Hellraisers Journal – Thursday February 22, 1912
Mother Jones News Round-Up for January 1912, Part II
Found in Fresno at State Convention of Building Trades Council

From The Fresno Morning Republican of January 17, 1912:

CA Building Trades Council Convention Delegates, Fresno Mrn Rpb p3, Jan 17, 1912

[Delegates to the California State Convention of the Building Trades Council.]

The picture contains most of the prominent labor leaders attending the sessions of the B. T. C. Olaf A Tveitmoe, seated in front can be picked out by his cane. On his right is President McCarthy, ex-mayor of San Francisco, and on McCarthy’s right, J. B. Bowen, first vice president and acting president during McCarthy’s mayoralty. Anton Johannsen, state organizer, and under indictment with Tveitmoe, is seated on the extreme right of the picture. The picture was taken yesterday noon by a representative of the Western  Panoramic company of San Jose.

—————

UNION MEN URGED TO VOTE AS CLASS
———-
Resolutions Propose Minimum Wage Scale
of $2 and 8-Hour Day
———-

According to the official report given out yesterday from the session of the California Sate Building Trades Council, the reports from the different local councils give promises of support, both financial and moral, for the fight growing out of the recent indictments returned by the federal grand jury of Los Angeles against Olaf A. Tveitmoe and Anton Johannsen. This information was given out by Tveitmoe, who as secretary is the press bureau of the convention…

The second day of the eleventh annual convention of the California State Building Trades Council which is being held at the Union hall, was marked by speeches by Job Harriman, defeated candidate for mayor of Los Angeles, and Alexander Irvine his campaign manager, urging the banding together of all union men for political purposes. These two speakers are themselves socialists, and would probably prefer to have organized labor fall into the ranks of the Socialist party, but nothing definitely suggesting this was made in their speeches. They urged co-operation between unions and Socialists, probably leading to a Labor-Socialist party.

▬▬▬▬▬▬

» **Problem**
In the article on the California State Building Trades Council convention, what minimum wage scale and length of workday do the resolutions propose?

▬▬▬▬▬▬

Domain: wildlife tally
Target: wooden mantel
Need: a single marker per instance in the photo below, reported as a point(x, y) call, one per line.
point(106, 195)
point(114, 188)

▬▬▬▬▬▬

» **Exercise response**
A minimum wage of $2 and an 8-hour day.